*Document section*.
A world without prayer is bleak, and leads to stress, and possibly destructive behaviors.

When we are experiencing stress, prayer gives us that all-important ability to pause, and allow God’s perspective to determine what we do from there.

Because human thriving is declining.

And we need to pray about it.

 

I don’t like to write about politics, frankly, I am not qualified.  But that never stops other people from talking or writing about it.

But never the less, in my case I think I will write about prayer instead, which I also may not be qualified to write about, but I will anyway.

 

There is an election coming up fairly soon.

An election where nothing short of our democracy itself is at stake.

I listened to the President’s speech the other evening.

Though I thought it was a bit bizarre, it certainly would have played well in any time slot on MSNBC.

I have been listening to MSNBC lately.

It was kind of a tired topic, given all the other piles of doo-doo we are up to our necks in right now; more about Trump, more about January 6th, and more about how election integrity will threaten our democracy.

And how the rest of us dumbasses aren’t getting it.

Democracy is what is at stake stupid!

 

Democracy.

*Recorded data*.
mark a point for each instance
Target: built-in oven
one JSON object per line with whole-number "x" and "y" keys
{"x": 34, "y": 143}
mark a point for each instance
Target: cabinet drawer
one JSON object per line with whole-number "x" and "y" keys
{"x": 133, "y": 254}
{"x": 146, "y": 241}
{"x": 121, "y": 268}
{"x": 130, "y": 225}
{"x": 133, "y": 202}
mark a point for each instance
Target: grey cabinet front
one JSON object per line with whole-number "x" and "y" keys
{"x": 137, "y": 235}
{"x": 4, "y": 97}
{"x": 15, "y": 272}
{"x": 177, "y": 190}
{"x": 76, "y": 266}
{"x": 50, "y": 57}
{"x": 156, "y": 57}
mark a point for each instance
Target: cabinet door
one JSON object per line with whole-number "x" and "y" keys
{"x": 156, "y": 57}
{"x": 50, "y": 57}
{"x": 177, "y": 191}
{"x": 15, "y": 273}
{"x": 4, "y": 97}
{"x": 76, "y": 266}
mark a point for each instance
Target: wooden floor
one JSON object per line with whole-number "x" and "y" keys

*Actions to take*.
**A)** In the piece on prayer and politics, why is prayer helpful when we are under stress? Answer in one to three sentences.
**B)** Please say whether each statement agrees with the piece on prayer and politics, answering yes or no and quoting the words that decide it:
(i) The writer feels qualified to write about politics.
(ii) The writer has been listening to MSNBC lately.
(iii) The writer found the President's speech entirely ordinary.
**C)** Extend the piece on prayer and politics beyond its final line, "Democracy."

*The responses*.
**A)** Prayer gives us the ability to pause and let God's perspective determine what we do from there. Without it, the world is bleak and leads to stress and possibly destructive behaviors.

**B)**
(i) No: "frankly, I am not qualified."
(ii) Yes: "I have been listening to MSNBC lately."
(iii) No: "Though I thought it was a bit bizarre"

**C)**
A government by the people…

 

The rule of the majority…

 

A government in which the supreme power is vested in the people and exercised by them directly or indirectly through a system of representation usually involving periodically held free elections…

A political unit that has a democratic government…

The common people especially when constituting the source of political authority…

The absence of hereditary or arbitrary class distinctions or privileges…

The word democracy most often refers to a form of government in which people choose leaders by voting…

 

A democratic system of government is a form of government in which supreme power is vested in the people and exercised by them directly or indirectly through a system of representation usually involving periodic free elections…

 

I don’t know about where you folks live, but I am pretty sure I live in a democracy, and in a few days that will be proven because a democracy is  “a form of government in which people choose leaders by voting.”

 

And unless you are going to allow yourself to be led by the nose into believing something otherwise, our democracy is not at stake.

In fact, I think that those who would tell us that our democracy is at stake might be the ones putting our democracy at stake.  It sounds to me like they might be encouraging a one-party system of rule, they might be the ones attempting to seize control, trying to restrict our rights, arrest anyone who disagrees, and control the narrative.

 

I may be a dumbass, but I am not stupid.

And neither are you.

And we may have a generation or two without the life experiences or the knowledge of history to the extent to be able to discern what is right or wrong, good or evil, and not beyond the limits of our rights as Americans.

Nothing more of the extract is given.